─── DOCUMENT SECTION ───

On the other hand, investigations of problem posing from the viewpoint of interactive learning systems promote active engagement in learning through the activities of learners. Chang et al. (2012) developed game-based problem-solving modules in a mathematics problem-posing system and investigated the effects of the problem-posing system on students’ abilities to pose and solve problems. Yamamoto et al. (2012) and Abramovich and Cho (2015) demonstrated how the appropriate use of digital technology tools can motivate problem-posing activities and evaluate the learner’s performance by assessing the number of posed problems. Hung et al. (2014a) investigated the effects of an integrated mind mapping and problem-posing approach on learners’ in-field mobile learning performance in an elementary school natural science course. Moreover, Majumdar and Iyer (2015) presented how an online visual analytic tool can be used to analyze clicker responses during an active learning strategy where the instructor poses a multiple-choice question. In this study, an interactive learning system is used to encourage learners in posing arithmetic word problems. The system asks learners to arrange and integrate five or six presented sentence cards into a problem, which consists of three sentence cards. We analyze the learners’ tendencies while posing the problems in the system.
Several studies examined learners’ behaviors through a collaborative problem-posing strategy. Beal and Cohen (2012) demonstrated that the mathematics problem-posing skill was improved when the activity was carried out over an online collaborative learning system. Mishra and Iyer (2015) implemented a collaborative problem-posing activity in which two learners collaborated as a team to generate questions. Sung et al. (2016) conducted a group collaborative problem-posing mobile learning activity. They found that such an approach could improve learning achievement and group learning self-efficacy. In this study, we analyze log data of learners’ individual activity collected from a tablet personal computer-based software for learning by posing arithmetic word problems.
Several problem-posing techniques on interactive learning systems have been conducted. One approach is using the question-posing technique. The systems allow students to generate different types of questions using different media formats with peer-assessment using one type of communication mode (Wilson 2004) and multiple peer-assessment modes (Yu 2011). The studies evaluated students’ abilities to pose questions and their processes in an online learning system. Lan and Lin (2011) developed a system integrating a reward mechanism into assessment activities and analyzed student’s abilities to pose questions in a web-based learning system. Moreover, Hung et al. (2014b) investigated the effect of promoting questioning ability in problem-based scientific inquiry activities. The research developed a ubiquitous problem-based learning system regarding learners’ question-raising performance. This study used agent assessment, which can assess the validity of posed problems and automatically give feedback to the learners according to their mistakes. We investigate the learners’ difficulty based on their actions, which are logged in the system.
The second approach is learning from the example technique. This support system is developed to facilitate posing of diverse problems by learners using examples. Leikin (2015) described posing various types of problems associated with geometry investigations using examples from a course with prospective mathematics teachers, while Hsiao et al. (2013) conducted examples across three homework exercises in which students were required to generate at least one applied problem. The studies showed that integrating worked examples into problem posing has a significant skill development effect on posing more oriented and complex problems. Moreover, Kojima et al. (2015) presented examples that are merely shown to the learners and prompted them to compare the base with their posed problems. They investigated the effects of learning from an example on solution composition for posing problems. The system used in this study provides sentence cards and requests learners to create a problem according to the requirements in the task. The learners’ activities while arranging the sentence cards are recorded by the system. Then, we check their thinking processes in posing the problem focused on violation of the constraints.

───

§ AIM
Resume the review of problem-posing research above, starting after its final sentence.

─── RAW DATA ───

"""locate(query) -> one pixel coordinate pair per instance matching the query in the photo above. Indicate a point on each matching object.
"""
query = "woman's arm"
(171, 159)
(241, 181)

───

§ OUTPUT BELOW
Another approach is learning by problem posing as sentence integration. Problem posing as sentence integration requires learners to interpret the sentence cards and integrate them into one problem. In an assignment, the system presents a requirement, which consists of a story type and a numerical expression. The system asks learners to arrange the provided sentence cards based on the requirement. One of the few research studies that has been found in this direction is about analyzing the results of the posed problems. Hirashima et al. (2007) examined whether learners could pose the problems, showing and discussing the number of posed problems and correct problems based on the system log data. Kurayama and Hirashima (2010) analyzed the learning effects by comparing pre- and post-test problem-solving and problem-posing scores. Further analyses have been conducted on this topic by investigating the learners’ thinking processes based on the first selected sentence in assignments (Hasanah et al. 2015a) concerning the completed posed problems (Hasanah et al. 2015b). There is a dearth of research that investigates every action of learners in posing the problems to understand the learning process of problem posing on an interactive learning system. Moreover, no significant research has been found that examines the intermediate products while posing the problems. In this study, we examine every learner’s movements while posing an arithmetic word problem.
There has been considerable thorough and fine-grained investigation of the activities of learners in interactive learning systems to reveal their behavior throughout the learning process. Fournier-Viger et al. (2010) developed a virtual learning system for learning how to operate the Canadarm2 robotic arm on the international space station. The study extracted patterns from learners’ solutions to problem-solving exercises for automatically learning a task model that can then be used to aid and guide them during problem-solving activities. Hou (2012) utilized an online discussion activity adopting a role-playing strategy and conducted an empirical analysis to explore and evaluate both the content structure and behavioral patterns in the discussion process. The study adopted a new method of multi-dimensional process analysis that integrates both content and sequential analyses, whereby the dimension of interaction and cognition are analyzed simultaneously. Hsieh et al. (2015) identified higher and lower engagement patterns to represent students’ learning processes in a game-based learning system. The study investigated a possible connection between students’ verbal (asking themselves, expressing frustration, etc.) and nonverbal (smiling, focusing, moving closer to the screen, moving away from the screen, etc.) behaviors. However, the central issue in such research is basically limited to solving problems and does not include posing problems.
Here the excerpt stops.